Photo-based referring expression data
==========
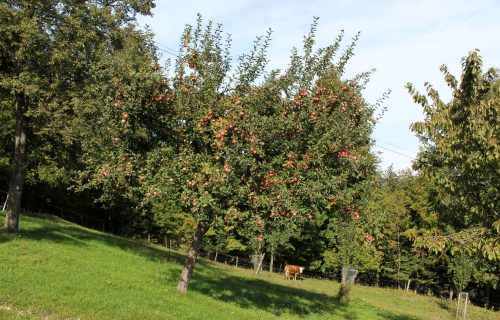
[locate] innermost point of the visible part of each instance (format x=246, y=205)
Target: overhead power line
x=394, y=145
x=399, y=153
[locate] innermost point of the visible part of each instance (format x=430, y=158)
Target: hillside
x=54, y=269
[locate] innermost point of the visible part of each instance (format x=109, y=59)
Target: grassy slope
x=59, y=270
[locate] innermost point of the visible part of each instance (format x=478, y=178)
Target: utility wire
x=399, y=153
x=392, y=144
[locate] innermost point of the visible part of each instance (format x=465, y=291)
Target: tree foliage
x=461, y=155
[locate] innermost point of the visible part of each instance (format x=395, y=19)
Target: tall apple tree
x=260, y=151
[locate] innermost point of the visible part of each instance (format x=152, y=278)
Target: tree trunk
x=271, y=262
x=16, y=183
x=487, y=297
x=183, y=284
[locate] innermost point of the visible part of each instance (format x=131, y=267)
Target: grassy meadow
x=54, y=269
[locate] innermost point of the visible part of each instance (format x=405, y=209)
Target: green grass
x=56, y=270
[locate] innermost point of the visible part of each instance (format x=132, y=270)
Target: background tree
x=47, y=50
x=461, y=155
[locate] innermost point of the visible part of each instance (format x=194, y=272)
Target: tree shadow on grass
x=56, y=230
x=255, y=293
x=208, y=279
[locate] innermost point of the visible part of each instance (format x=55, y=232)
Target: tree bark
x=271, y=262
x=183, y=284
x=17, y=179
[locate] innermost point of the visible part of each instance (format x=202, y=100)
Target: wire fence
x=414, y=285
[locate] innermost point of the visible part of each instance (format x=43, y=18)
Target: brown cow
x=291, y=270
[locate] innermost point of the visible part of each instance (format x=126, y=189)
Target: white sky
x=405, y=41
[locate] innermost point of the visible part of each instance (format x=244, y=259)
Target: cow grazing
x=293, y=271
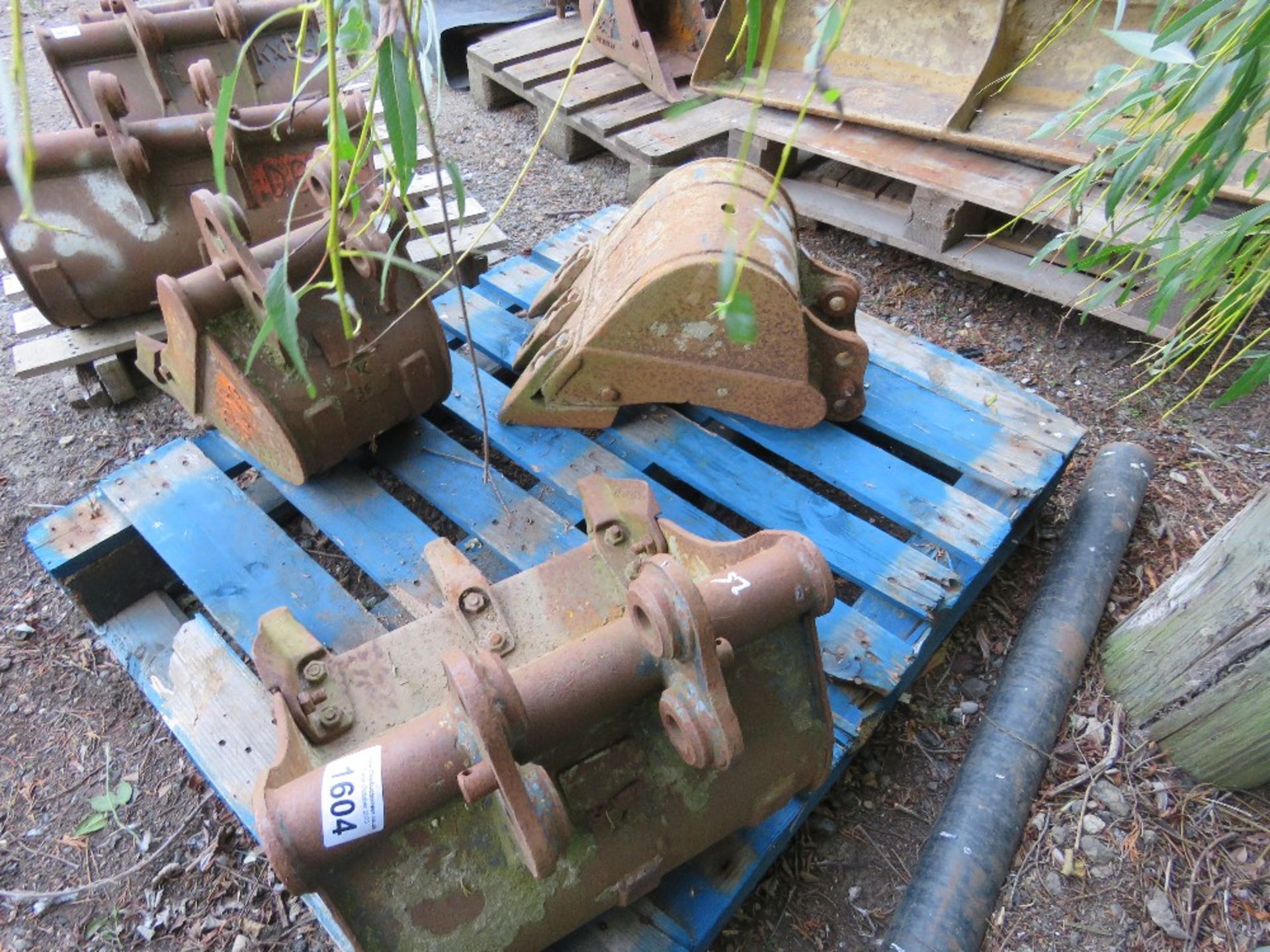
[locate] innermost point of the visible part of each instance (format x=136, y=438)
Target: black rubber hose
x=970, y=848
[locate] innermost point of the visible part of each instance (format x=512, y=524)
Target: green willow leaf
x=740, y=320
x=686, y=106
x=753, y=18
x=222, y=128
x=397, y=93
x=1142, y=44
x=355, y=34
x=282, y=314
x=91, y=824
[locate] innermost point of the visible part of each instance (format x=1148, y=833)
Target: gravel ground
x=1138, y=858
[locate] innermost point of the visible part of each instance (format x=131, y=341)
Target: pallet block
x=603, y=108
x=915, y=506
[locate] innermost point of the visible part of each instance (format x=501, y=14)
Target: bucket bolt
x=474, y=602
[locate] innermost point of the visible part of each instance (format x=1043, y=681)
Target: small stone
x=930, y=738
x=822, y=826
x=1162, y=916
x=1111, y=797
x=1096, y=852
x=974, y=688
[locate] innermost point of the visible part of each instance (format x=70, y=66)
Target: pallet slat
x=207, y=697
x=855, y=648
x=75, y=346
x=244, y=565
x=902, y=493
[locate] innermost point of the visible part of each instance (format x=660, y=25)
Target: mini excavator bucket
x=171, y=59
x=394, y=368
x=117, y=196
x=930, y=69
x=658, y=42
x=632, y=319
x=530, y=753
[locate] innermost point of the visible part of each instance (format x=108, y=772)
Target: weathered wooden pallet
x=603, y=108
x=941, y=201
x=42, y=347
x=915, y=506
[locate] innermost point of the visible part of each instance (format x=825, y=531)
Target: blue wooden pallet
x=915, y=507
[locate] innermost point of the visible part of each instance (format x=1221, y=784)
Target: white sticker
x=738, y=583
x=352, y=797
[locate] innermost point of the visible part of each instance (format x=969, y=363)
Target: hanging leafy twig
x=1175, y=128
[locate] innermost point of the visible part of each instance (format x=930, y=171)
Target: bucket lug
x=291, y=662
x=470, y=597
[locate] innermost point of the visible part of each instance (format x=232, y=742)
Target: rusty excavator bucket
x=632, y=319
x=117, y=197
x=658, y=42
x=530, y=753
x=396, y=367
x=110, y=9
x=171, y=58
x=930, y=69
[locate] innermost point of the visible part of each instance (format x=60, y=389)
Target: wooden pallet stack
x=945, y=202
x=603, y=108
x=98, y=357
x=915, y=506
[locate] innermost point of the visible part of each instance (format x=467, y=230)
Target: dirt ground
x=1138, y=858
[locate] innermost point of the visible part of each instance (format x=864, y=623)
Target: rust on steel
x=171, y=58
x=658, y=42
x=390, y=371
x=663, y=692
x=930, y=69
x=117, y=197
x=110, y=9
x=632, y=319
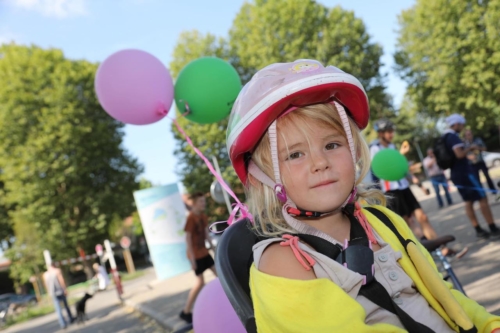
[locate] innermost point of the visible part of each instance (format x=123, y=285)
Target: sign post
x=125, y=244
x=99, y=251
x=114, y=271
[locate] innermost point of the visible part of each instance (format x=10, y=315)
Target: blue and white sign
x=163, y=215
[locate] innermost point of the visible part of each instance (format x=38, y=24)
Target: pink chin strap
x=280, y=192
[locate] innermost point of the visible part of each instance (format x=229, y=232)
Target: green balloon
x=208, y=86
x=389, y=164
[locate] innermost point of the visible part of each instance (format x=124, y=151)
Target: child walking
x=294, y=140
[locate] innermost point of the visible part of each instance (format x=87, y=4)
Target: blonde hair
x=262, y=201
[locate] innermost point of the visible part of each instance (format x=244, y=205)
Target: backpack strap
x=372, y=289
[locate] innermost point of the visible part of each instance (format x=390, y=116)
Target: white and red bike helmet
x=278, y=89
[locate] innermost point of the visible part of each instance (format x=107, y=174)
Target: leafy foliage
x=264, y=32
x=448, y=52
x=64, y=170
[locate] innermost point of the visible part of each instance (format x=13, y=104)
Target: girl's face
x=316, y=166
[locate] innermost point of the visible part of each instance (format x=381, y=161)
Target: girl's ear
x=252, y=180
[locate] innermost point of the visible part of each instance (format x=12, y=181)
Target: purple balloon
x=213, y=313
x=133, y=86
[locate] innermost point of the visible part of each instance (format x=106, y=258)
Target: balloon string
x=239, y=206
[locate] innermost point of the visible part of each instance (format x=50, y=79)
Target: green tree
x=63, y=164
x=448, y=51
x=265, y=32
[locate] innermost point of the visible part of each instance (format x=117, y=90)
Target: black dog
x=80, y=308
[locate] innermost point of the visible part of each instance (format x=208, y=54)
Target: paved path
x=479, y=272
x=105, y=312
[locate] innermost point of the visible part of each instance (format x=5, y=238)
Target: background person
x=56, y=287
x=196, y=236
x=437, y=177
x=465, y=179
x=476, y=159
x=101, y=276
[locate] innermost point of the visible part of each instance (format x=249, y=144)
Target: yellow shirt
x=286, y=305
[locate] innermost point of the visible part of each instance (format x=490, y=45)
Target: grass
x=128, y=277
x=41, y=309
x=46, y=307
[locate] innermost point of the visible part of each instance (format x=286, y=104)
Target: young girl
x=294, y=140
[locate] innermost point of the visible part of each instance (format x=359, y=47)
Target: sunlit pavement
x=478, y=270
x=105, y=314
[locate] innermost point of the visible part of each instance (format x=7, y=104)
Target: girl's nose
x=319, y=162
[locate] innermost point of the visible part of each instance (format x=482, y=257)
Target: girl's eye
x=294, y=156
x=332, y=145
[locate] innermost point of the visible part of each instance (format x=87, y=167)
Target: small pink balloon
x=134, y=87
x=213, y=313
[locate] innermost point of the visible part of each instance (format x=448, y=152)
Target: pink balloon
x=133, y=86
x=213, y=313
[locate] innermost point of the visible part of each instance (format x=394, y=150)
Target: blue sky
x=94, y=29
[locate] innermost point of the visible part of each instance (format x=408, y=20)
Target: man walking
x=56, y=287
x=437, y=177
x=196, y=234
x=464, y=178
x=476, y=158
x=403, y=201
==========
### Problem:
Repeat the entries above verbatim, but only from the line that has "Target: pallet slat" down to the line that has "(format x=660, y=25)", inclusive.

### Response box:
Target: pallet slat
x=207, y=697
x=855, y=648
x=75, y=346
x=244, y=565
x=902, y=493
[locate] innermost point of the visible part of each instance (format x=660, y=25)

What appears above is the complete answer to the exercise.